* [Instructions]
**A)** Write out the passage of the climate change book review that runs from "Amitav Ghosh, The" up to and including "2017), 294 pp.".
**B)** Carry the climate change book review forward from its last sentence.

* [Selected passage]
-- -- --

Amitav Ghosh, The Great Derangement: Climate Change and the Unthinkable (Chicago and London: U of Chicago P, 2016), 176 pp.
Stephen Siperstein, Shane Hall, and Stephanie LeMenager, eds., Teaching Climate Change in the Humanities (London/New York: Routledge, 2017), 294 pp.
Amerikastudien / American Studies 63.3
Despite its grave threat, climate change continues to be treated as a myth by a number of people. Yet there are also those who understand the serious nature of the issue. Many scientists, scholars, activists, and volunteers take action to minimize the danger of climate change. The work on understanding and preventing the deadly ramifications of climate change is hard and demands the involvement of people with various backgrounds. Among them are scholars from the environmental humanities who doubtlessly help understand the complex concept of climate change, elucidate the role of cultural representations of the issue, as well as spread ecological awareness. Amitav Ghosh’s The Great Derangement: Climate Change and the Unthinkable and Stephen Siperstein, Shane Hall, and Stephanie LeMenager’s (ed.) Teaching Climate Change in the Humanities demonstrate the importance of acknowledging the role of the humanities and numerous authors and scholars who produce and examine the cultural artifacts that explicitly or implicitly deal with climate change.
One might wonder what the cultural representations of climate change and their interpretations tell us about this intricate issue. Many people remain skeptical about the ability of environmental humanities scholars to contribute anything that is worth attention to the study of climate change. Even more doubt the power of fiction to deal with such a serious issue. Amitav Ghosh laments:
When the subject of climate change occurs in these publications [literary journals and book reviews], it is almost always in relation to nonfiction; novels and short stories are very rarely to be glimpsed within this horizon. Indeed, it could even be said that fiction that deals with climate change is almost by definition not of the kind that is taken seriously by serious literary journals: the mere mention of the subject is often enough to relegate a novel or a short story to the genre of science fiction. It is as though in the literary imagination climate change were somehow akin to extraterrestrials or interplanetary travel. (7)
In raising this question, Ghosh attempts to understand what makes the audiences perceive the fictional literary texts that to various degrees deal with climate change so skeptically. He explains the existing skepticism with the apt term “[i]mprobability” (17; italics in original), inevitably foregrounding another important problem related to the cultural imaginings of climate change, namely the inability of the audiences to understand the seriousness of the portrayals of climate change. In making this argument, Ghosh obviously does not try to undermine the importance of cultural representations of climate change. Rather, he makes his readers ponder over the following question: Why is humanity unable to understand and imagine the danger of climate change? The other term that Ghosh uses to characterize climate change and its representations is “uncanny” (30; italics in original), which, along with the term “improbability,” reinforces the bewilderment that characterizes the reactions of audiences worldwide to climate change and its manifestations. Only briefly referring to or providing more detailed analyses of various literary texts, from Bankim Chandra Chatterjee’s Rajmohan’s Wife to Paul Kingsnorth’s The Wake to his own novels, including The Hungry Tide and The Glass Palace, and beyond, Ghosh meticulously examines the power of fiction to represent climate change and the failure of the readers to take these representations seriously.

-- -- --

* [Data]
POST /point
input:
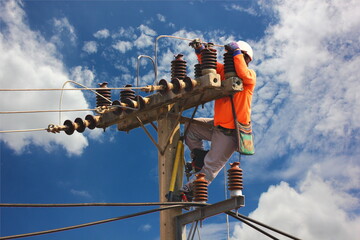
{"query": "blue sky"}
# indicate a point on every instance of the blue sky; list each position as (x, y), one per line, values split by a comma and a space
(304, 178)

-- -- --

* [Results for the exercise]
**A)**
Amitav Ghosh, The Great Derangement: Climate Change and the Unthinkable (Chicago and London: U of Chicago P, 2016), 176 pp.
Stephen Siperstein, Shane Hall, and Stephanie LeMenager, eds., Teaching Climate Change in the Humanities (London/New York: Routledge, 2017), 294 pp.

**B)**
He ultimately turns to history and politics and argues that, just like literature, they fail to construct the issue of climate change as imaginable, thus only intensifying the collective confusion with regard to climate change and never truly aiding in understanding the issue. Ghosh’s conclusion draws our attention to the importance of the problem and the role of every human being, every discipline, every country in helping solve the problem of climate change and give hope for a better life for future generations: “When future generations look back upon the Great Derangement they will certainly blame the leaders and politicians of this time for their failure to address the climate crisis. But they may well hold artists and writers to be equally culpable—for the imagining of possibilities is not, after all, the job of politicians and bureaucrats” (135). Ghosh insists that only when we realize both our individual and collective responsibility for the preservation of life on the Earth, will we be able to effectively deal with the ramifications of the ecological decline that we are already witnessing today.
The problem of climate change can be solved only when we unite our intellectual forces. While the humanities, or rather the environmental humanities that focus explicitly on the questions of ecology and the environment and their place in history, cultural studies, and other disciplines, are considered by some as the disciplines that are incapable of contributing to the study of climate change, this view is evidently wrong. Environmental humanities scholars not only strive to understand the concept of climate change, trace the history of the issue, and interpret its representations; many of them also make an invaluable contribution to the study of climate change—they teach climate change, thus spreading ecological awareness among the representatives of younger generations, sharing the knowledge about climate change that we currently have with the youth, making sure that climate change is perceived as a dangerous and complex issue that demands immediate actions. Teaching Climate Change in the Humanities vividly illustrates the role of teaching and learning when it comes to climate change.
Climate change is, indeed, the issue that is now taught by a number of scholars and instructors in various disciplines, including the humanities: “Increasingly across the humanities, climate change has moved to the forefront of the agenda. This movement has been formalized under the label Environmental Humanities, which covers and contains a wide range of innovative approaches within history and literary and cultural studies concerned with re-centering the environment within the humanities” (Riede et al. 126). Teaching climate change from the perspective of the environmental humanities, “an emergent disciplinary formation at the interface between the humanities, social sciences and environmental practice” (Kearnes 38), is a difficult yet rewarding task to perform. Siperstein, Hall, and LeMenager’s edited collection foregrounds these two factors in the process of teaching climate change in the humanities.
It is true that “[i]n the humanities classroom, it is not uncommon for those of us who teach ideologically-motivated topics (e.g. race, class, gender, environment) to struggle to reach those students who feel we are overreaching when we conduct close readings of texts that do not overtly represent such topics” (Rust 224). The humanities include the academic disciplines that focus on various important issues; yet these issues are studied through non-empirical methods. These approaches thus frequently do not allow the teacher to give a specific, single-valued answer/solution to a certain question/problem. In turn, students might feel that what they are studying does not have any value, which is obviously not true.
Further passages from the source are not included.